Stated goal
Give the lines of the items below as a Markdown table with the columns "Row" and "Line," one row per line, leaving out blank lines and any pictures.

-- START OF Records provided --

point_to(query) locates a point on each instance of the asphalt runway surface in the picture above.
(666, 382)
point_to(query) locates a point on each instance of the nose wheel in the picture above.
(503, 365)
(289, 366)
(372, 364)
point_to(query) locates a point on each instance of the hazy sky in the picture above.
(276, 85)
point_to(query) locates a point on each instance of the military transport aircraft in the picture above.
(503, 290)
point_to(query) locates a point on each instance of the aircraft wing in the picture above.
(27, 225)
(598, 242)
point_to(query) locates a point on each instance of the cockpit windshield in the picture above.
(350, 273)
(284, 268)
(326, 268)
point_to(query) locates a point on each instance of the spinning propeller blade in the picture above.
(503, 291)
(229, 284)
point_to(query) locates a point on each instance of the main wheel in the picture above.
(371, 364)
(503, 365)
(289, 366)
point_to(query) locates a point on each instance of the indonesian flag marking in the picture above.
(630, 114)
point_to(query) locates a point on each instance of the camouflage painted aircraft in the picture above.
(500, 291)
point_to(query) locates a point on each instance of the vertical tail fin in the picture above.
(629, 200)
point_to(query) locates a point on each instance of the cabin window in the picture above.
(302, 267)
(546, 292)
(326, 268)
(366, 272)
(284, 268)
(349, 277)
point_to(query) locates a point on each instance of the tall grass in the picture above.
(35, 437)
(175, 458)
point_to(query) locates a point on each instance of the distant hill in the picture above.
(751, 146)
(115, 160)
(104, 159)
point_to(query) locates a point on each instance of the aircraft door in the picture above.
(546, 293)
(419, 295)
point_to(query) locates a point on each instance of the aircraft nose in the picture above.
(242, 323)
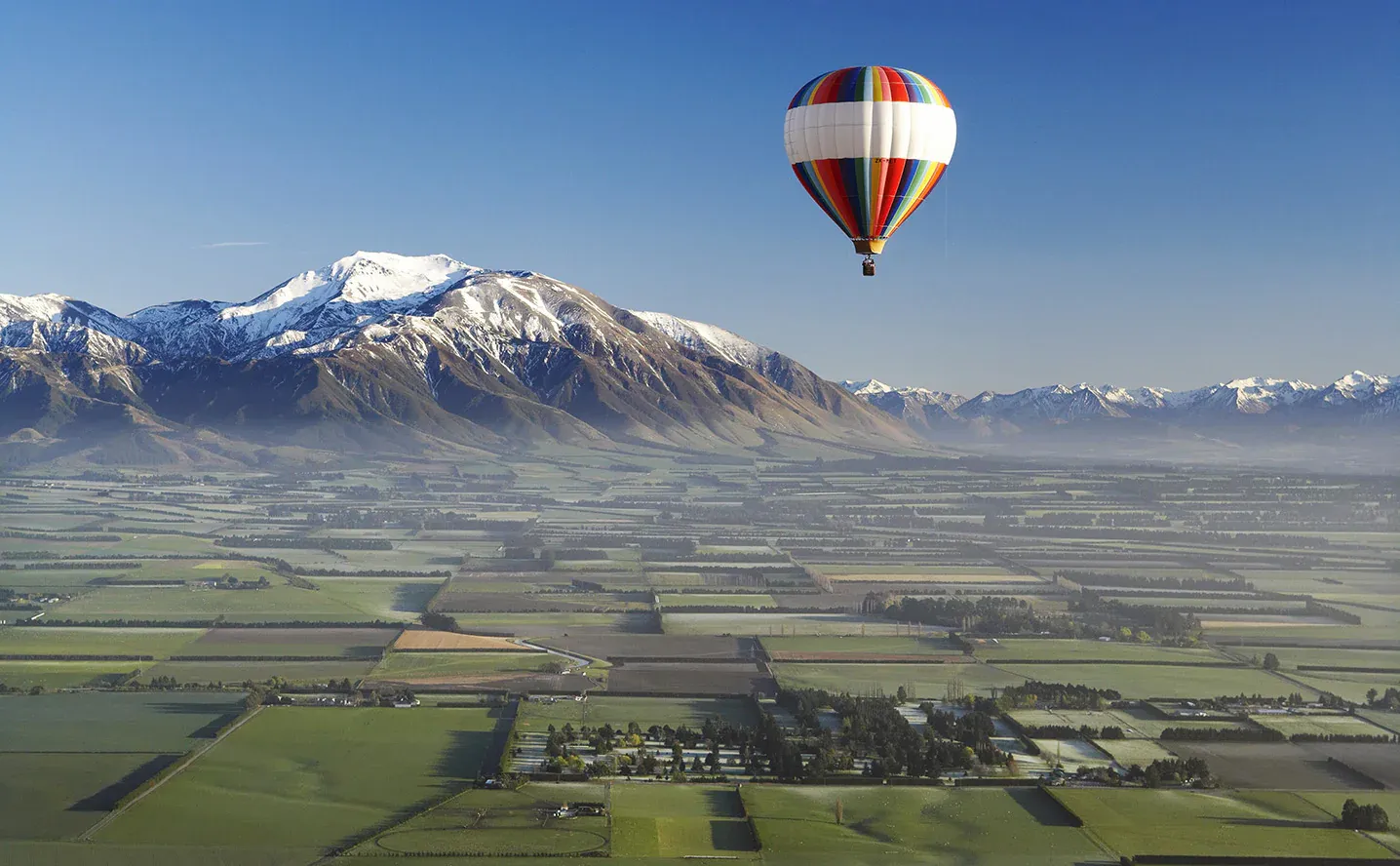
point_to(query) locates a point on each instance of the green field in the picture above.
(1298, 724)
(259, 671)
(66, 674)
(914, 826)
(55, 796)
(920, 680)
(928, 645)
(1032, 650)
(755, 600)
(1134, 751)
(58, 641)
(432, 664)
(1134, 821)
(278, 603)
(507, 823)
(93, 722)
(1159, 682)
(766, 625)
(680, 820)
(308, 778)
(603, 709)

-- END OF Records provided --

Task solution
| Row | Line |
|---|---|
| 1 | point_to(query) locates a point on each instance of the asphalt runway surface in the picture above. |
| 2 | (666, 382) |
| 3 | point_to(query) locates a point on each instance of the nose wheel in the picture above. |
| 4 | (503, 365) |
| 5 | (289, 366) |
| 6 | (372, 364) |
| 7 | point_to(query) locates a point on each instance of the hazy sky in the picture above. |
| 8 | (276, 85) |
| 9 | point_to(query) locates a point on each instance of the military transport aircraft in the picture above. |
| 10 | (503, 290) |
| 11 | point_to(query) locates a point on each instance of the aircraft wing in the picture above. |
| 12 | (27, 225) |
| 13 | (598, 242) |
| 14 | point_to(query) locates a point on each instance of the cockpit windshield in the picture above. |
| 15 | (350, 273) |
| 16 | (284, 268) |
| 17 | (326, 268) |
| 18 | point_to(query) locates a point on each instance of the spinning propeller blade in the picture above. |
| 19 | (503, 291) |
| 20 | (229, 284) |
| 21 | point_to(query) locates a point on each instance of the main wheel in the picture above. |
| 22 | (371, 364) |
| 23 | (503, 365) |
| 24 | (289, 366) |
| 25 | point_to(query) locates a point on each instance of the indonesian flag marking in the picture above. |
| 26 | (630, 114) |
| 27 | point_to(query) locates a point on each instance of the camouflage painted aircraft in the picture above. |
| 28 | (500, 291) |
| 29 | point_to(query) locates a point on each instance of the vertical tail fin in the picture above. |
| 30 | (629, 200) |
| 31 | point_to(query) locates a point on each instance of the cabin window in the picture above. |
| 32 | (302, 267) |
| 33 | (546, 292) |
| 34 | (326, 268) |
| 35 | (366, 272) |
| 36 | (284, 268) |
| 37 | (349, 277) |
| 38 | point_to(query) locates a point on each instance of the tall grass in the picture above. |
| 39 | (35, 437) |
| 40 | (175, 458) |
| 41 | point_to(query) locates a point on each instance of the distant hill in the picture above. |
| 42 | (751, 146) |
| 43 | (115, 160) |
| 44 | (104, 159) |
| 45 | point_to(query) locates a point on each instance of the aircraft door in the picture above. |
| 46 | (546, 293) |
| 47 | (419, 295) |
| 48 | point_to(query) locates a point on each instance of the aircraft nose in the picture above. |
| 49 | (242, 323) |
| 50 | point_to(query) locates a point on each instance of the green field in the picture above. |
| 51 | (1298, 724) |
| 52 | (259, 671) |
| 53 | (66, 674) |
| 54 | (914, 826) |
| 55 | (55, 796) |
| 56 | (920, 680) |
| 57 | (928, 645) |
| 58 | (1032, 650) |
| 59 | (755, 600) |
| 60 | (1134, 751) |
| 61 | (58, 641) |
| 62 | (432, 664) |
| 63 | (1134, 821) |
| 64 | (278, 603) |
| 65 | (507, 823) |
| 66 | (93, 722) |
| 67 | (1159, 682) |
| 68 | (766, 625) |
| 69 | (680, 820) |
| 70 | (308, 778) |
| 71 | (603, 709) |